Written instruction 1: Return the mailing-list message on Lucene analyzers and language detection in full, word for word.

─── Passage provided ───

Mailing-List: contact java-user-help@lucene.apache.org; run by ezmlm
Precedence: bulk
Reply-To: java-user@lucene.apache.org
Received-SPF: pass (herse.apache.org: local policy)
Message-ID: <45637F4C.4030808@alias-i.com>
Date: Tue, 21 Nov 2006 17:35:56 -0500
From: Bob Carpenter <carp@alias-i.com>
User-Agent: Mozilla Thunderbird 1.0.6 (Windows/20050716)
MIME-Version: 1.0
To: java-user@lucene.apache.org
Subject: Re: Analyzers and multiple languages (language detection)
References: <452F4381.5000106@teamware.com>
In-Reply-To: <452F4381.5000106@teamware.com>
Content-Type: text/plain; charset=ISO-8859-1; format=flowed
Content-Transfer-Encoding: 7bit

Antony Bowesman wrote:
> Hello,
> 
> I'm new to Lucene and wanted some advice on analyzers, stemmers and 
> language analysis.  I've got LIA, so have read it's chapters.
> 
> I am writing a framework that needs to be able to index documents from a 
> range of languages where just the character set of the document is 
> known.  Has anyone looked at or is using language analysis to determine 
> the language of a document in ISO-8859-1.

─── Records shown ───

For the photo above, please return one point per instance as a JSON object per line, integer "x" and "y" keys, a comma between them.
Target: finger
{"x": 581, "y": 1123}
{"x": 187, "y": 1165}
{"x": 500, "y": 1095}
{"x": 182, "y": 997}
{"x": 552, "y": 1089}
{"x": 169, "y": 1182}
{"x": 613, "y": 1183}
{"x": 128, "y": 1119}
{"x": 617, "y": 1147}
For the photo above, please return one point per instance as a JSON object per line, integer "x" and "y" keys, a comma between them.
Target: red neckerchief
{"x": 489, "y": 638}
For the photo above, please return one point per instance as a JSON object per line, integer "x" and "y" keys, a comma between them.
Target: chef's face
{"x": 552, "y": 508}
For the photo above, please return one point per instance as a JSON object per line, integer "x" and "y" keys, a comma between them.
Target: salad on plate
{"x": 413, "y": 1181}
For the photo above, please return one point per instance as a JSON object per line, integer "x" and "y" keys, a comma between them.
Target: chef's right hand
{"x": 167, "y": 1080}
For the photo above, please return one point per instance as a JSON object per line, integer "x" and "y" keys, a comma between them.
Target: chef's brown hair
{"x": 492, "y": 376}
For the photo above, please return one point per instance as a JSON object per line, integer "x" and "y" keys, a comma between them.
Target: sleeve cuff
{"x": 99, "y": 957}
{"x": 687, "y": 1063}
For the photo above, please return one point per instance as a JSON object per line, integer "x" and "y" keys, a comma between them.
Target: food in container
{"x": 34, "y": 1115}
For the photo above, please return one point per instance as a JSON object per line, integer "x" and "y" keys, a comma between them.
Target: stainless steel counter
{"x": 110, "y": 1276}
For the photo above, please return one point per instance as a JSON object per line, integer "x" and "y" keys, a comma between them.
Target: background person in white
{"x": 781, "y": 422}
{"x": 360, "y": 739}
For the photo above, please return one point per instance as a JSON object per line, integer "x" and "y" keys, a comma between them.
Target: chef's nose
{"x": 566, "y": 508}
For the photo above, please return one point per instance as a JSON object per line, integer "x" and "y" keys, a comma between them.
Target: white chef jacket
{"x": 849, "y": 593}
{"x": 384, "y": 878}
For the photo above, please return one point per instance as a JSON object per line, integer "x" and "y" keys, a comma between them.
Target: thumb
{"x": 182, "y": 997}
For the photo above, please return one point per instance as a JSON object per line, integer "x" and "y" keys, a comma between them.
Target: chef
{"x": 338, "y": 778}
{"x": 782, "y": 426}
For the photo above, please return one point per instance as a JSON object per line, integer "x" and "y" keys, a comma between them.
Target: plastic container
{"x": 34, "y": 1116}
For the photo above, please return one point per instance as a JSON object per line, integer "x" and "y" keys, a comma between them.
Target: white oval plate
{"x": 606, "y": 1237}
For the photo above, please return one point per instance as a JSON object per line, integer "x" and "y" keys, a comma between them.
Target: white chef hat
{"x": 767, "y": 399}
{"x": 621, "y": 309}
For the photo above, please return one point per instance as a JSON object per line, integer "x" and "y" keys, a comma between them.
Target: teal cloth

───

Written instruction 2: Select and copy every line of the listing that contains the string "plate", matching its case.

Worked answer 1:
Mailing-List: contact java-user-help@lucene.apache.org; run by ezmlm
Precedence: bulk
Reply-To: java-user@lucene.apache.org
Received-SPF: pass (herse.apache.org: local policy)
Message-ID: <45637F4C.4030808@alias-i.com>
Date: Tue, 21 Nov 2006 17:35:56 -0500
From: Bob Carpenter <carp@alias-i.com>
User-Agent: Mozilla Thunderbird 1.0.6 (Windows/20050716)
MIME-Version: 1.0
To: java-user@lucene.apache.org
Subject: Re: Analyzers and multiple languages (language detection)
References: <452F4381.5000106@teamware.com>
In-Reply-To: <452F4381.5000106@teamware.com>
Content-Type: text/plain; charset=ISO-8859-1; format=flowed
Content-Transfer-Encoding: 7bit

Antony Bowesman wrote:
> Hello,
> 
> I'm new to Lucene and wanted some advice on analyzers, stemmers and 
> language analysis.  I've got LIA, so have read it's chapters.
> 
> I am writing a framework that needs to be able to index documents from a 
> range of languages where just the character set of the document is 
> known.  Has anyone looked at or is using language analysis to determine 
> the language of a document in ISO-8859-1.

Worked answer 2:
Target: salad on plate
Target: white oval plate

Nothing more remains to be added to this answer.